(begin)

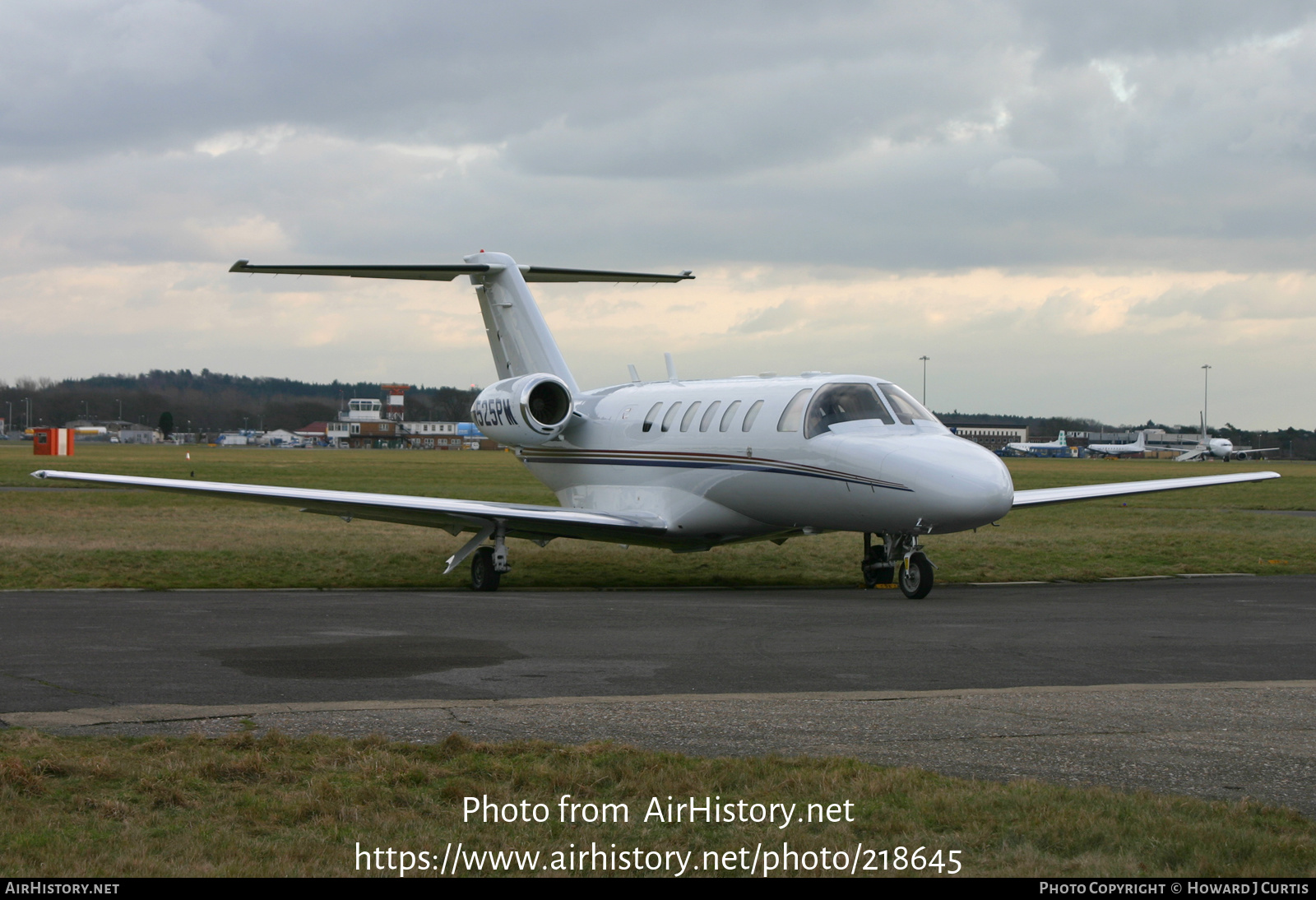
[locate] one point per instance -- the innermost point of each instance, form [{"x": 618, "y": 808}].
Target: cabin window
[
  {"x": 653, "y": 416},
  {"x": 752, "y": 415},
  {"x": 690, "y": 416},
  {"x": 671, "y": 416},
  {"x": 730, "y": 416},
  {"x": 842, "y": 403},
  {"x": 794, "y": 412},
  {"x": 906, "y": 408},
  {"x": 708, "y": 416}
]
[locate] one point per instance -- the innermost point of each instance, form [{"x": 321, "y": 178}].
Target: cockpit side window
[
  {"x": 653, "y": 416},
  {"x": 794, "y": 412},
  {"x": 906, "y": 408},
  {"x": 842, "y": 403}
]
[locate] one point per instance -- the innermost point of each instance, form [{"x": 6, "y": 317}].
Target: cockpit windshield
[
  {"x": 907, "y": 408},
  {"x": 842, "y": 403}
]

(end)
(begin)

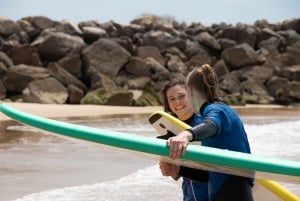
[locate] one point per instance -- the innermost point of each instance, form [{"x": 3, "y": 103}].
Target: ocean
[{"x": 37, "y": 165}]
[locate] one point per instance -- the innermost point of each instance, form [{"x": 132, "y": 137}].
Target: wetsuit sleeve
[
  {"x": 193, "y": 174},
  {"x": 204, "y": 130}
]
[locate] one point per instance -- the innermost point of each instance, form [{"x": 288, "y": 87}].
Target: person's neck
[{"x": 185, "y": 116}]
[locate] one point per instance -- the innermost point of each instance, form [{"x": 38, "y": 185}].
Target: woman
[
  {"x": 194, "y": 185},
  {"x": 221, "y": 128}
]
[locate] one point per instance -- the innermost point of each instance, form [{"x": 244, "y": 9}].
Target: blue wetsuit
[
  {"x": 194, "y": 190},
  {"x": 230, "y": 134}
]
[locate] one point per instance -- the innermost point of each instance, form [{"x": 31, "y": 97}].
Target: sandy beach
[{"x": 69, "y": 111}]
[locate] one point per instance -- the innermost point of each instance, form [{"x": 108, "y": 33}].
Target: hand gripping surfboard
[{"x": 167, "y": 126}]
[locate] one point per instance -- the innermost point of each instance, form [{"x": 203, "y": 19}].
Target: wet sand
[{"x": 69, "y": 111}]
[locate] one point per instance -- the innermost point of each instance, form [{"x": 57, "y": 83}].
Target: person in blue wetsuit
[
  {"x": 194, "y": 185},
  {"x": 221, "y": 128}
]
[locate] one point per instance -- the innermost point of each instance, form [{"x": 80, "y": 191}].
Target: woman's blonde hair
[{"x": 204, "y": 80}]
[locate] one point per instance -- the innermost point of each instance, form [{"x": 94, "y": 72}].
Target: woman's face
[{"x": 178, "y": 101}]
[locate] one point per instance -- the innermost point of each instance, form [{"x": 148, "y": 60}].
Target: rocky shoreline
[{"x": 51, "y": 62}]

(end)

DO THIS
State how many lines in the records contain the string "person". Give only the number.

REPLY TO THE TASK
2